### Work to be completed
Begin with the line that holds "Annotation task — pin every instance of the green". Write out every line from there to the end of the listing below, word for word.
== == ==
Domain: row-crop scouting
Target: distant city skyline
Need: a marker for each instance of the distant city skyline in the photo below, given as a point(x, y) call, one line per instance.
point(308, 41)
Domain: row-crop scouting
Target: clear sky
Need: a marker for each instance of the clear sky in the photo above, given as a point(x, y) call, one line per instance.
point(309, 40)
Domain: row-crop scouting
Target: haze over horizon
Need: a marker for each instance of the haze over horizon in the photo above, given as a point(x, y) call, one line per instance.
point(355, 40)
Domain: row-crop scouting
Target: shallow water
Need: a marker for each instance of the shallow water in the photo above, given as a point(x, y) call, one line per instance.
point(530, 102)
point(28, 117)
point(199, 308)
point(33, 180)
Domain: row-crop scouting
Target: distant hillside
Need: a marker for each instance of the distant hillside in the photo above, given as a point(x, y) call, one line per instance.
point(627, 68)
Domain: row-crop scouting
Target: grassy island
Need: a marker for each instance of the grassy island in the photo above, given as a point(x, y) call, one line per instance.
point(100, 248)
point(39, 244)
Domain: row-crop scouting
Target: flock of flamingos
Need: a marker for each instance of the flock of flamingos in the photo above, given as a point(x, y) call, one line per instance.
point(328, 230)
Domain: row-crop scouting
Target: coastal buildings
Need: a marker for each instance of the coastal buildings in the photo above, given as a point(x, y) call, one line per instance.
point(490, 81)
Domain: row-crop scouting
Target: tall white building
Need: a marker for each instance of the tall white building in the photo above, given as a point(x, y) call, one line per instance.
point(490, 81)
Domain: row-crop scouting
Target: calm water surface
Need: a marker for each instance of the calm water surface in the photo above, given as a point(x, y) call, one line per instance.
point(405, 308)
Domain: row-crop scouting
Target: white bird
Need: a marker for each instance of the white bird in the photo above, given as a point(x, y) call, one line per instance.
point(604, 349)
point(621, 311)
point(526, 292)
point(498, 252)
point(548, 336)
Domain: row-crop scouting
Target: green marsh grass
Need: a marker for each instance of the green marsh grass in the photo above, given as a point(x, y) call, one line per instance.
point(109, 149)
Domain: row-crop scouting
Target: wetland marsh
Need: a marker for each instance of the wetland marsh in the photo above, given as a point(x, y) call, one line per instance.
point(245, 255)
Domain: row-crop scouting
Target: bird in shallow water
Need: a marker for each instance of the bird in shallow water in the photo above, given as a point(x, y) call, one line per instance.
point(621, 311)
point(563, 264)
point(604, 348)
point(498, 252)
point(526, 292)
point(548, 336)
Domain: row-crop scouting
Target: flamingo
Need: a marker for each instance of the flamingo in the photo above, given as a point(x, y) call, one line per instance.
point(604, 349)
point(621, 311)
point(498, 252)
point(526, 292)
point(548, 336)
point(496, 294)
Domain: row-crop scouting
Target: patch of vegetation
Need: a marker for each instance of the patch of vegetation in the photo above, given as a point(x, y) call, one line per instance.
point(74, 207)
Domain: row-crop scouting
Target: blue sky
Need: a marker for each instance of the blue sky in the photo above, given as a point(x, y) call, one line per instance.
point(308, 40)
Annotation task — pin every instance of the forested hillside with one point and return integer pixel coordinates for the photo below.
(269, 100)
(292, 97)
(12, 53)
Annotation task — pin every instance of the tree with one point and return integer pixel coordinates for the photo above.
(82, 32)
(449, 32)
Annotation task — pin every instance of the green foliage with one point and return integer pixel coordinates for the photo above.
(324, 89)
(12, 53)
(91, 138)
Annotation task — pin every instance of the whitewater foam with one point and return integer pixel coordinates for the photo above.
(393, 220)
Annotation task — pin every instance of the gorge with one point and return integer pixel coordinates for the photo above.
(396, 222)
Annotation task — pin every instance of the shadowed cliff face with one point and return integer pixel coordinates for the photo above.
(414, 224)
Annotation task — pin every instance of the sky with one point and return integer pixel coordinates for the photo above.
== == ==
### Your response
Annotation task — pin every instance of the green foliage with one point and return integer pixel coordinates for the photo above.
(324, 89)
(12, 53)
(91, 138)
Annotation task — pin every instance of the whitewater foam with one point and return integer pixel coordinates for the photo above.
(393, 220)
Annotation task — pin every instance of the gorge with one point and return integer pixel coordinates for the photo above.
(396, 222)
Annotation task — pin every instance of the shadowed cliff face with one point and return integer pixel coordinates for the photo above.
(414, 224)
Annotation task — pin every instance of the sky with one point and return integer pixel coordinates for the photo above.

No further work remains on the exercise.